> **Entries from a point annotation set**:
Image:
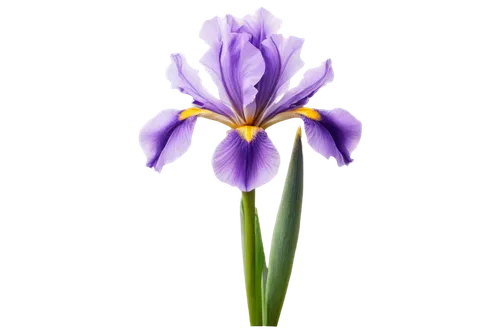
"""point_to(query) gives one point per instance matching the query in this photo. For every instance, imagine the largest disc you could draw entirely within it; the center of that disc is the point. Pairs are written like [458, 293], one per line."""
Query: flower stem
[252, 258]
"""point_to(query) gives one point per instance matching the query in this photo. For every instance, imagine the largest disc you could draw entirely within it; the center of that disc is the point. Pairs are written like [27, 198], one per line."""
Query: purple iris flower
[251, 63]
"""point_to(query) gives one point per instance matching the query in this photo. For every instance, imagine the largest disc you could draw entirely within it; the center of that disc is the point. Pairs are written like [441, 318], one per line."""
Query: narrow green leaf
[285, 235]
[252, 257]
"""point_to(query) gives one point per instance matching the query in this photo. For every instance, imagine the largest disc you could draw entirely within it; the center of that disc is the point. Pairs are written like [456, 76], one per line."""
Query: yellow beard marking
[305, 111]
[248, 132]
[308, 112]
[208, 115]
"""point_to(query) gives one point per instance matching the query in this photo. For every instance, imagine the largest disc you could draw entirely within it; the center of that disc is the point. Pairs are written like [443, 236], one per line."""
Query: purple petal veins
[164, 138]
[246, 165]
[335, 136]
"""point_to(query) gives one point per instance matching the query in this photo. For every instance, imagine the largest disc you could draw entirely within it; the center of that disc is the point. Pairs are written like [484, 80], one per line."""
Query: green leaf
[285, 236]
[252, 257]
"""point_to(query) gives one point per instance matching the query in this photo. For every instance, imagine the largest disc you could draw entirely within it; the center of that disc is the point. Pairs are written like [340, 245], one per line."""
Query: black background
[175, 242]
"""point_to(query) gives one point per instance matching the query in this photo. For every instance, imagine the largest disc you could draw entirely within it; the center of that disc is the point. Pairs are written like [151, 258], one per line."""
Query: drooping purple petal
[283, 57]
[164, 138]
[313, 79]
[186, 78]
[261, 24]
[335, 136]
[246, 165]
[235, 66]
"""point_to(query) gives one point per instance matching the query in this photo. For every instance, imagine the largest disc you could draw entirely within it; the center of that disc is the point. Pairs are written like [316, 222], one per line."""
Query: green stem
[252, 269]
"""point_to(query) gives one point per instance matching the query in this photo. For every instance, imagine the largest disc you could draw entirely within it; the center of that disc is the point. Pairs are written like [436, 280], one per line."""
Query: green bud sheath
[252, 257]
[285, 236]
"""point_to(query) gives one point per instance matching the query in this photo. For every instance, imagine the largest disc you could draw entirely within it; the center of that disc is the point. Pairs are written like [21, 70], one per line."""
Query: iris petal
[261, 24]
[246, 165]
[165, 138]
[235, 66]
[283, 57]
[313, 79]
[186, 78]
[336, 135]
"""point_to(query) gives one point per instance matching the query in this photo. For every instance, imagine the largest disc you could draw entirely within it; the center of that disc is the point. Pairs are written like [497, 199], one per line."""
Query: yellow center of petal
[305, 111]
[308, 112]
[208, 115]
[248, 132]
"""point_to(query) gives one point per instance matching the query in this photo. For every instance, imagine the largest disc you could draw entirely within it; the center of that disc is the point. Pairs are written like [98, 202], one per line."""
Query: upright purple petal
[235, 66]
[335, 136]
[283, 57]
[186, 78]
[313, 79]
[164, 138]
[261, 24]
[214, 29]
[246, 165]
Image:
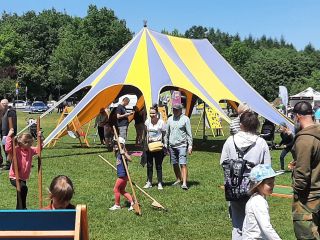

> **Given request**: Return the lines from the one holding "[21, 70], one" through the end of the records above, inclusive, exactly as they appear. Leave the pictures out of your answer.

> **Solution for this task**:
"""point_to(query) gives one point per instance matching the query in this photo. For every instance, imagine the largest disc you could draw entirely within it; the center of that disc is the point. Pairs are written like [21, 70], one per line."""
Query: iris petal
[261, 24]
[246, 165]
[165, 138]
[235, 66]
[283, 57]
[313, 79]
[186, 78]
[336, 135]
"""point_to(query) gives one point per instance matching the query in this photo. For every instance, imagine the largest disc you could draw entirely within it; the center of that disc is the point. Pairs are written like [497, 199], one per line."""
Query: yellow center of petal
[305, 111]
[308, 112]
[208, 115]
[248, 132]
"""point_to(query) gives one point per instance matching the query in this photo. For every instance, imagine the largest disc you could draw entirely within it; the center of that disc is the point. Pairs are written like [98, 202], one per line."""
Query: upright purple petal
[235, 66]
[335, 136]
[283, 57]
[186, 78]
[313, 79]
[164, 138]
[261, 24]
[214, 29]
[246, 165]
Image:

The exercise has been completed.